§ Task objective
Repeat the listing below in full, keeping every character as it is.

□ □ □ □ □

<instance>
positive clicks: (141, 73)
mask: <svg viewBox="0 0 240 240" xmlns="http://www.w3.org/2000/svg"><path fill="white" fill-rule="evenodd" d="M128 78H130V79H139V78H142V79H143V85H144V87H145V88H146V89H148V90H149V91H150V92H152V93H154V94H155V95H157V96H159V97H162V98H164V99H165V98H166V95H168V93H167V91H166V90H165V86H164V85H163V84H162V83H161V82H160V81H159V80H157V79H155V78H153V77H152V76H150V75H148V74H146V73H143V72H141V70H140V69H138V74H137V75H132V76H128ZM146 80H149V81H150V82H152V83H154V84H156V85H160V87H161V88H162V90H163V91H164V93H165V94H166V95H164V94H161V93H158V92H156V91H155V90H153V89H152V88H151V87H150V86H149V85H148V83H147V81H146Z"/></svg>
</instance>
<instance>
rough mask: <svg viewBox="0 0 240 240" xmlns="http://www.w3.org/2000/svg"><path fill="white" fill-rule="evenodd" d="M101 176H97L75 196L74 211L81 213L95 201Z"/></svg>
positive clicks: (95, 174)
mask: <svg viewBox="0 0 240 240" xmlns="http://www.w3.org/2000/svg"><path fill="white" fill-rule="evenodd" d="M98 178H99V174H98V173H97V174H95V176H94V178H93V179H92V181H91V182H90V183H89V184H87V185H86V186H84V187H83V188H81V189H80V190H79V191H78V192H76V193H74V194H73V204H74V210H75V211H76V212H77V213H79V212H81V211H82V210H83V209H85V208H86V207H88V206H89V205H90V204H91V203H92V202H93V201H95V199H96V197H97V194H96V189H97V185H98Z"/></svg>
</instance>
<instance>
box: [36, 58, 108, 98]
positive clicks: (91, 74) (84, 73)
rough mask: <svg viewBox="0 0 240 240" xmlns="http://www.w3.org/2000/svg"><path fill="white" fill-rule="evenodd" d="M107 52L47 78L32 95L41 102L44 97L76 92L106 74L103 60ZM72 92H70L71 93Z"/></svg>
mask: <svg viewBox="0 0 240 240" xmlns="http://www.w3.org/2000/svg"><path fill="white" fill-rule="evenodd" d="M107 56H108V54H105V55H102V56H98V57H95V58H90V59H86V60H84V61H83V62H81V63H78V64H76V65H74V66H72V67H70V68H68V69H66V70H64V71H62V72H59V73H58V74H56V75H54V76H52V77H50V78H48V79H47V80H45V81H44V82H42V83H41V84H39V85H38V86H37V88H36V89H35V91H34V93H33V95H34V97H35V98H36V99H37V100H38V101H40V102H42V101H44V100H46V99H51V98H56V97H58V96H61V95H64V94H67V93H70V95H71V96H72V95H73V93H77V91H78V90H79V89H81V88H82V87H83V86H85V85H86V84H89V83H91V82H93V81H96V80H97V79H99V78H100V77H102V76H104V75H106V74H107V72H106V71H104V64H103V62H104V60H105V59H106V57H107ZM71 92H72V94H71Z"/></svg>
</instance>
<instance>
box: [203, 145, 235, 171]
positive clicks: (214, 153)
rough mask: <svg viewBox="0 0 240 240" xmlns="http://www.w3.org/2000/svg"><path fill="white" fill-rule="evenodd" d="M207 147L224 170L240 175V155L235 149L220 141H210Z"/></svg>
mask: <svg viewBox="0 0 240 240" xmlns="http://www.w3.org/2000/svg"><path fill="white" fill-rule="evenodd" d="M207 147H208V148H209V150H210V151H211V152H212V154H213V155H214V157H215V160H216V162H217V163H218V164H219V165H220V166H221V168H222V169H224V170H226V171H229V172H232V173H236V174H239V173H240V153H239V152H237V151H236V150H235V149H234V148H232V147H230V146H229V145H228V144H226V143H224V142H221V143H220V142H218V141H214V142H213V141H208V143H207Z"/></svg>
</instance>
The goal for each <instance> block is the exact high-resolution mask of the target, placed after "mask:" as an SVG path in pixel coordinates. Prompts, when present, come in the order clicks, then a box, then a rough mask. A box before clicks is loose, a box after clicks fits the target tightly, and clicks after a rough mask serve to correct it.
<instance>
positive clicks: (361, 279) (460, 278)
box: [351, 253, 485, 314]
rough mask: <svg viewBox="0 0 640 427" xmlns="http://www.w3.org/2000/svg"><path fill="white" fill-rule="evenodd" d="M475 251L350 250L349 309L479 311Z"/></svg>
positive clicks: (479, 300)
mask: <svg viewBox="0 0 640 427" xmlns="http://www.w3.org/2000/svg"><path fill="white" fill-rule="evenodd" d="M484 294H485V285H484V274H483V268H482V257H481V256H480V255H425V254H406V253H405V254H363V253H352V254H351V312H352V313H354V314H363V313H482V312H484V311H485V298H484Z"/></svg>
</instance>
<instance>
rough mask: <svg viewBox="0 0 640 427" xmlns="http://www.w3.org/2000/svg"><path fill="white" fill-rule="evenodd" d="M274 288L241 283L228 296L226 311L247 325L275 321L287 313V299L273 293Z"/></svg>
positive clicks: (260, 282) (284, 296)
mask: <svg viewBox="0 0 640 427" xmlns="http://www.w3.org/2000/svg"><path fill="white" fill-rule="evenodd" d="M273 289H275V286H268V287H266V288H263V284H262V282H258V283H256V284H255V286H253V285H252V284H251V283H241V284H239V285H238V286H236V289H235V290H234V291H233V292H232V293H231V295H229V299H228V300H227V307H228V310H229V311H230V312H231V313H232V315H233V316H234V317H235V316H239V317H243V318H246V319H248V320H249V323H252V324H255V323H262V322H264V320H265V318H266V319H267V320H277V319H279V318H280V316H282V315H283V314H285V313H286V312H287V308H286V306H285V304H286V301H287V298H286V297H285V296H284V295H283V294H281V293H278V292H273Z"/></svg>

□ □ □ □ □

§ Task output
<instance>
positive clicks: (141, 73)
mask: <svg viewBox="0 0 240 240" xmlns="http://www.w3.org/2000/svg"><path fill="white" fill-rule="evenodd" d="M128 78H130V79H139V78H142V79H143V85H144V87H145V88H146V89H148V90H149V91H150V92H152V93H154V94H155V95H157V96H159V97H162V98H164V99H165V98H166V95H168V93H167V91H166V90H165V86H164V85H163V84H162V83H161V82H160V81H159V80H157V79H155V78H153V77H152V76H150V75H148V74H146V73H143V72H141V70H140V69H138V74H137V75H132V76H128ZM146 80H149V81H150V82H152V83H154V84H156V85H160V87H161V88H162V90H163V91H164V93H165V94H166V95H164V94H161V93H158V92H156V91H155V90H153V89H152V88H151V87H150V86H149V85H148V83H147V81H146Z"/></svg>
</instance>
<instance>
rough mask: <svg viewBox="0 0 240 240" xmlns="http://www.w3.org/2000/svg"><path fill="white" fill-rule="evenodd" d="M101 176H97L75 196L74 211L81 213L95 201Z"/></svg>
positive clicks: (95, 174)
mask: <svg viewBox="0 0 240 240" xmlns="http://www.w3.org/2000/svg"><path fill="white" fill-rule="evenodd" d="M98 178H99V174H98V173H97V174H95V176H94V178H93V179H92V181H91V182H90V183H89V184H87V185H86V186H84V187H83V188H81V189H80V190H79V191H78V192H76V193H74V194H73V204H74V210H75V211H76V212H77V213H79V212H81V211H82V210H83V209H85V208H86V207H88V206H89V205H90V204H91V203H92V202H93V201H95V199H96V197H97V194H96V189H97V185H98Z"/></svg>
</instance>
<instance>
box: [36, 58, 108, 98]
positive clicks: (91, 74) (84, 73)
rough mask: <svg viewBox="0 0 240 240" xmlns="http://www.w3.org/2000/svg"><path fill="white" fill-rule="evenodd" d="M107 52L47 78L32 95L41 102L44 97L76 92L106 74L103 60ZM72 92H70L71 93Z"/></svg>
mask: <svg viewBox="0 0 240 240" xmlns="http://www.w3.org/2000/svg"><path fill="white" fill-rule="evenodd" d="M107 56H108V54H105V55H102V56H98V57H95V58H90V59H86V60H84V61H83V62H81V63H78V64H76V65H74V66H72V67H70V68H68V69H66V70H64V71H62V72H59V73H58V74H56V75H54V76H52V77H50V78H48V79H47V80H45V81H44V82H42V83H41V84H39V85H38V86H37V88H36V89H35V91H34V93H33V95H34V97H35V98H36V99H37V100H38V101H40V102H42V101H44V100H46V99H51V98H56V97H58V96H61V95H64V94H67V93H70V95H71V96H72V95H73V93H77V91H78V90H79V89H81V88H82V87H83V86H85V85H86V84H89V83H91V82H93V81H96V80H97V79H99V78H100V77H102V76H104V75H106V74H107V72H106V71H104V64H103V62H104V60H105V59H106V57H107ZM71 92H72V94H71Z"/></svg>
</instance>
<instance>
box: [203, 145, 235, 171]
positive clicks: (214, 153)
rough mask: <svg viewBox="0 0 240 240" xmlns="http://www.w3.org/2000/svg"><path fill="white" fill-rule="evenodd" d="M207 147L224 170L240 175V155L235 149L220 141H210Z"/></svg>
mask: <svg viewBox="0 0 240 240" xmlns="http://www.w3.org/2000/svg"><path fill="white" fill-rule="evenodd" d="M207 147H208V148H209V150H210V151H211V152H212V154H213V155H214V157H215V160H216V162H217V163H218V164H219V165H220V166H221V168H222V169H224V170H226V171H229V172H232V173H236V174H239V173H240V153H239V152H237V151H236V150H235V149H234V148H232V147H230V146H229V145H228V144H226V143H224V142H221V143H220V142H218V141H214V142H213V141H208V143H207Z"/></svg>
</instance>
The goal for each <instance> block is the exact high-resolution mask of the target, placed after "mask:" as an SVG path in pixel coordinates. Prompts, when present, come in the order clicks, then a box, then a rough mask. A box before clicks is loose, a box after clicks fits the target tightly, and clicks after a rough mask serve to correct it.
<instance>
positive clicks: (361, 279) (460, 278)
box: [351, 253, 485, 314]
rough mask: <svg viewBox="0 0 640 427" xmlns="http://www.w3.org/2000/svg"><path fill="white" fill-rule="evenodd" d="M475 251L350 250L349 309L479 311Z"/></svg>
positive clicks: (479, 300)
mask: <svg viewBox="0 0 640 427" xmlns="http://www.w3.org/2000/svg"><path fill="white" fill-rule="evenodd" d="M484 294H485V285H484V274H483V268H482V257H481V256H480V255H425V254H406V253H405V254H363V253H352V254H351V312H352V313H354V314H363V313H482V312H484V311H485V298H484Z"/></svg>
</instance>
<instance>
rough mask: <svg viewBox="0 0 640 427" xmlns="http://www.w3.org/2000/svg"><path fill="white" fill-rule="evenodd" d="M274 288L241 283L228 296L226 311L247 325L275 321L287 313V299L273 293Z"/></svg>
positive clicks: (260, 282) (284, 296)
mask: <svg viewBox="0 0 640 427" xmlns="http://www.w3.org/2000/svg"><path fill="white" fill-rule="evenodd" d="M273 289H275V286H268V287H266V288H263V284H262V282H258V283H256V284H255V286H253V285H252V284H251V283H241V284H239V285H238V286H236V289H235V290H234V291H233V292H232V293H231V295H229V299H228V300H227V307H228V310H229V311H230V312H231V313H232V315H233V316H234V317H235V316H239V317H243V318H246V319H248V320H249V323H252V324H255V323H262V322H264V320H265V318H266V319H267V320H277V319H279V318H280V316H282V315H283V314H285V313H286V312H287V308H286V306H285V304H286V301H287V298H286V297H285V296H284V295H283V294H281V293H278V292H273Z"/></svg>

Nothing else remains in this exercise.